From Worksheets, To Wonder

For a long time, my world in education revolved around structure. At EF, I was used to clear curriculum maps, measurable targets, and knowing exactly where children were expected to be by the end of a unit, term, or level. There was comfort in that clarity. As an ESL teacher—and later in leadership roles—I learned how to scaffold language, differentiate instruction, and help students progress toward very specific outcomes.

But somewhere along the way, I started to feel curious about what existed outside of that model.

I had become increasingly aware of other philosophies and approaches to teaching and learning, particularly within Early Years education. I found myself reading more about inquiry, play, child agency, and holistic development. I wanted to understand what learning looked like when it wasn’t driven solely by language acquisition or fixed academic targets. I wanted to explore environments where curiosity led the learning rather than simply supporting it.

That curiosity eventually led me to HEI Schools, and honestly, I fell in love.

Their philosophy of whole-child, child-centered education completely shifted my perspective. The environments felt calm, intentional, and respectful of children in a way I hadn’t fully experienced before. Learning wasn’t rushed. There was value placed on creativity, collaboration, emotional development, independence, and wonder. It made me rethink what meaningful learning could actually look like for young children.

Ironically, the seeds of this transition had already started growing while I was still at EF.

At the time, I had begun piloting an inquiry-based program for our Early Years students. I was fascinated by the idea of moving away from overly scripted lessons and toward more open-ended exploration. But implementing inquiry with very young ESL learners came with challenges I hadn’t anticipated.

Writing open-ended questions for three- and four-year-olds is already difficult.

Writing open-ended questions for children learning English as an additional language? Even harder.

I remember sitting with Chinese-speaking colleagues trying to translate inquiry questions while still preserving their meaning and intent. A question that sounded rich and thought-provoking in English could suddenly become too leading, too abstract, or completely confusing once translated. We spent hours discussing wording, simplifying concepts, and figuring out how to make inquiry accessible without losing its depth.

And honestly? I loved that challenge.

It pushed me to think more deeply about language, cognition, and how children construct understanding. It also forced me to slow down and really observe children—not just what they could say, but what they were wondering, noticing, building, and trying to communicate in non-verbal ways.

Around this time, I also applied for my Master’s in Education. It felt like the natural next step in my professional evolution. I wanted to better understand pedagogy, curriculum theory, and the research behind the approaches I was becoming so passionate about.

Then came the next major leap: joining a bilingual school as founding faculty.

That experience changed everything.

The school had its own philosophy and identity, but from the beginning, there was a genuine commitment to creating a positive, holistic Early Years environment. The classrooms were Reggio-inspired—beautiful, intentional spaces filled with natural materials, provocations, loose parts, documentation, and opportunities for exploration. The environment itself felt like a teacher.

I remember walking into the classrooms for the first time and feeling excited in a way I hadn’t felt in years.

There was possibility everywhere.

We used planning approaches that, at the time, I didn’t fully realize were heavily connected to the IB PYP. Looking back now, I can clearly see those influences. We used collaborative mind maps to explore all the possible directions learning could take. We mapped teacher questions, student questions, potential provocations, vocabulary, transdisciplinary links, and opportunities for exploration.
----------------
* Do this *
Copy the passage of the teaching essay from "There was possibility" up to and including "links, and opportunities for exploration.".

* Source data *
----------------
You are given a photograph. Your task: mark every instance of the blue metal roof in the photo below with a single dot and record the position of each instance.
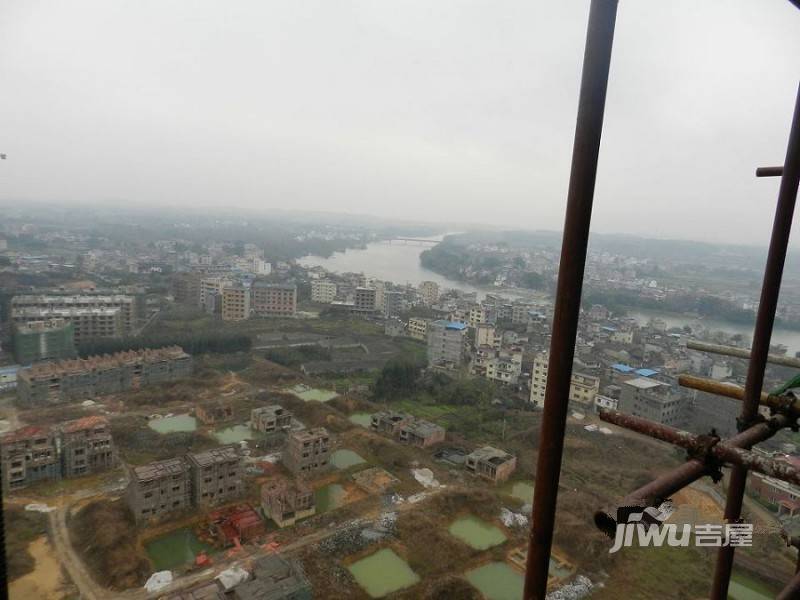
(646, 372)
----------------
* Response to this exercise *
There was possibility everywhere.

We used planning approaches that, at the time, I didn’t fully realize were heavily connected to the IB PYP. Looking back now, I can clearly see those influences. We used collaborative mind maps to explore all the possible directions learning could take. We mapped teacher questions, student questions, potential provocations, vocabulary, transdisciplinary links, and opportunities for exploration.